[Exercise requirements] When you reach the line with "Detect and localize the following in the given image: tall" in the data below, begin printing lines exactly, and stop once the line with "Detect and localize the following in the given image: rooftop." has been printed.

[Data for review]
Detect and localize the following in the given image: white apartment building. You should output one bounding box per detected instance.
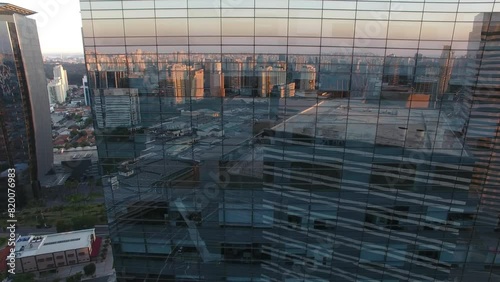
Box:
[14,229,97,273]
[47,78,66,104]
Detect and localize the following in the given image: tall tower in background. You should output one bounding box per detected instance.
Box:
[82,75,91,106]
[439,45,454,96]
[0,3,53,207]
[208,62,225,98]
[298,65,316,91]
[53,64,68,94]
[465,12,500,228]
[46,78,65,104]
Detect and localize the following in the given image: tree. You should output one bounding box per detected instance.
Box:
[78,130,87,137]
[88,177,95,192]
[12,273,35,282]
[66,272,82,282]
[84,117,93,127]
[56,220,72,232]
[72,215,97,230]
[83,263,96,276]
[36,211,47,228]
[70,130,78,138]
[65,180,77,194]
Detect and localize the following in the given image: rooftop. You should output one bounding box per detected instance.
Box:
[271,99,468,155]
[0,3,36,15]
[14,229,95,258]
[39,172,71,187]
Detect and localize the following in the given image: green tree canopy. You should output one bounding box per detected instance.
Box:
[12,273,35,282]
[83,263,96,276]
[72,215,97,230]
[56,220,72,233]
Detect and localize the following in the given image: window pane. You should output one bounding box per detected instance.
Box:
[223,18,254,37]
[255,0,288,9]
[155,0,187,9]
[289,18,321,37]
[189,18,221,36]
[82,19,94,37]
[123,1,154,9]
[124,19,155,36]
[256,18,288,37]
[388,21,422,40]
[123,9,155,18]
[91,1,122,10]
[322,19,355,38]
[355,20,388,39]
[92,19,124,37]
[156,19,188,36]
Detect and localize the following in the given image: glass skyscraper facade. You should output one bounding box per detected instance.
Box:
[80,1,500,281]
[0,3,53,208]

---

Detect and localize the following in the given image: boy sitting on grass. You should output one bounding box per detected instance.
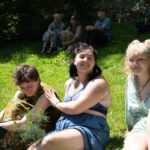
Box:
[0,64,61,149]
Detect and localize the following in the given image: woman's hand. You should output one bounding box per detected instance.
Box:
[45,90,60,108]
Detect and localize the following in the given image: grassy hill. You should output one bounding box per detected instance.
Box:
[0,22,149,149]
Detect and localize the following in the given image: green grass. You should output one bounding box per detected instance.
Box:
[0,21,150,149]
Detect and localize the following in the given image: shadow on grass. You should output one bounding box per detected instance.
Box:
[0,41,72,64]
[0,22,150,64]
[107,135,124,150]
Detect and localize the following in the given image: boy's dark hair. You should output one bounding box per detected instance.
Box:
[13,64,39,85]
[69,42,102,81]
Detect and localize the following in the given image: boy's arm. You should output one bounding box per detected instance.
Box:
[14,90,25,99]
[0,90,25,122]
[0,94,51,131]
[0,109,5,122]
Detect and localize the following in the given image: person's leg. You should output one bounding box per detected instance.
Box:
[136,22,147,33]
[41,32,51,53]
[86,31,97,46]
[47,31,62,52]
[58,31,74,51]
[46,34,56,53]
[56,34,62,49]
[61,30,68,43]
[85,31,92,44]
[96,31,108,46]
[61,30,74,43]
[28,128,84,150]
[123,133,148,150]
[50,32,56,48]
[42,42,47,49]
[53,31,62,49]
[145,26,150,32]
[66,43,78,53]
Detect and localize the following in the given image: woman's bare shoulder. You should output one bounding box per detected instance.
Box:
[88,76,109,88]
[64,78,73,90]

[Result for this task]
Detect and localize the following in the given image: tall tower in background. You should output one bounding box per detected instance.
Box:
[82,75,91,106]
[439,45,454,96]
[0,3,53,207]
[208,62,225,98]
[298,65,316,91]
[53,64,68,94]
[465,12,500,228]
[46,78,65,104]
Detect and localize the following in the given image: tree. You should output one bounding box per detected instance.
Box:
[78,130,87,137]
[88,177,95,192]
[12,273,35,282]
[66,272,82,282]
[84,117,93,127]
[56,220,72,232]
[72,215,97,230]
[83,263,96,276]
[36,211,47,228]
[70,130,78,138]
[65,180,77,194]
Detect and localize the following in the given image: rooftop. You should output one bounding box per detected instance.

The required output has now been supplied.